» **Input records**
━━━━━━━━━━━━━━━━━━━━━━━━━━━━━━
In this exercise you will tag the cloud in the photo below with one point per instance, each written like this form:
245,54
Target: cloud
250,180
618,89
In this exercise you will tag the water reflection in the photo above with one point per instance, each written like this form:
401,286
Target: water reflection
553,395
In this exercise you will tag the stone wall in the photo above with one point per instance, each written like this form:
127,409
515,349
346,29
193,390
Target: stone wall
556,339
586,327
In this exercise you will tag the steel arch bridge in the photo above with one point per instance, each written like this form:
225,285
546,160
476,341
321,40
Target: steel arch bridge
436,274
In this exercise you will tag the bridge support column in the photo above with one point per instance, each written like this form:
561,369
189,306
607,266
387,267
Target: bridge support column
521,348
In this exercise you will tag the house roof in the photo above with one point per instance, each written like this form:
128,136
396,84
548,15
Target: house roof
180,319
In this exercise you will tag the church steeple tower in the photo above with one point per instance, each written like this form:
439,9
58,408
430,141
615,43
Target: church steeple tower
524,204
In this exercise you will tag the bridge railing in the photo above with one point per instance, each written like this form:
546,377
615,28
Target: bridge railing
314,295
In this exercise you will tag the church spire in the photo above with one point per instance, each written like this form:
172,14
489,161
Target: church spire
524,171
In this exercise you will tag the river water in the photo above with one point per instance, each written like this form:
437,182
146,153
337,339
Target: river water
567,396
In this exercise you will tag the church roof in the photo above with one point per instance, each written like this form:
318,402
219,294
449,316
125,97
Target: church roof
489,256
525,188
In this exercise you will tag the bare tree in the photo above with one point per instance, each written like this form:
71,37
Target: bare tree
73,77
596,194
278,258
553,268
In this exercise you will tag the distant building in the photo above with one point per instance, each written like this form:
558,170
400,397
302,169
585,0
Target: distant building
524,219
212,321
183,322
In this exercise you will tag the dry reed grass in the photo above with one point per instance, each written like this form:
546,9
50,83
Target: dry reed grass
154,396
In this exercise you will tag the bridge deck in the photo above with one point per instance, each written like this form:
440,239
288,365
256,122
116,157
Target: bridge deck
━━━━━━━━━━━━━━━━━━━━━━━━━━━━━━
» **Task brief**
Reproduce the material precisely, including every line.

» **Completed task**
In this exercise you will tag the cloud in the photo below with one point per instance, each written like this form:
245,54
Target: cloud
250,180
618,89
In this exercise you will tag the water reflection in the photo above with one point per instance, each written like this form:
401,286
Target: water reflection
553,395
In this exercise you will tag the stone wall in the photo above with one point per instance, each written like this form:
127,409
515,349
346,29
193,390
Target: stone wall
556,339
586,327
In this exercise you will tag the steel arch bridge in the photo above with one point per instance, each written like this form:
225,285
546,160
476,341
321,40
Target: steel arch bridge
436,274
In this exercise you will tag the bridge support column in the photo above with one point per instance, each written like this form:
561,369
189,306
607,266
387,267
Target: bridge support column
521,348
In this exercise you will tag the house roof in the photo above with one point per instance, each written like this form:
128,136
396,84
548,15
Target: house roof
180,319
In this exercise you will tag the church steeple tower in the photo above with one point per instance, each written like this form:
439,9
58,408
430,141
615,43
Target: church steeple tower
524,204
In this exercise you will tag the bridge railing in the photo above with one point per instance, each written like this form:
546,377
615,28
Target: bridge railing
314,295
In this exercise you will tag the church spire in the photo above with one point per instance, each written like this form:
172,14
489,161
Target: church spire
524,171
In this exercise you will tag the river water in the photo above with one point per instance, each written like this form:
437,182
146,153
337,339
Target: river water
567,396
In this exercise you will tag the church roof in the photo above with one point per instance, each written like this form:
318,402
219,294
449,316
125,97
Target: church roof
489,256
525,188
In this exercise you will tag the bare tree in the photo above with one point per instance, each written like this form:
71,37
Target: bare tree
73,77
596,194
278,258
553,268
In this exercise you will tag the distant building in the photo above with one point per instance, each written like this form:
558,170
400,397
302,169
585,0
Target: distant building
524,219
212,321
183,322
In this exercise you will tag the dry reed grass in the photo above with one point per instance, each written like this form:
546,9
50,83
Target: dry reed grass
154,396
In this exercise you will tag the bridge deck in the photo above with one point per instance, each written like this form:
440,239
288,365
256,122
116,157
Target: bridge deck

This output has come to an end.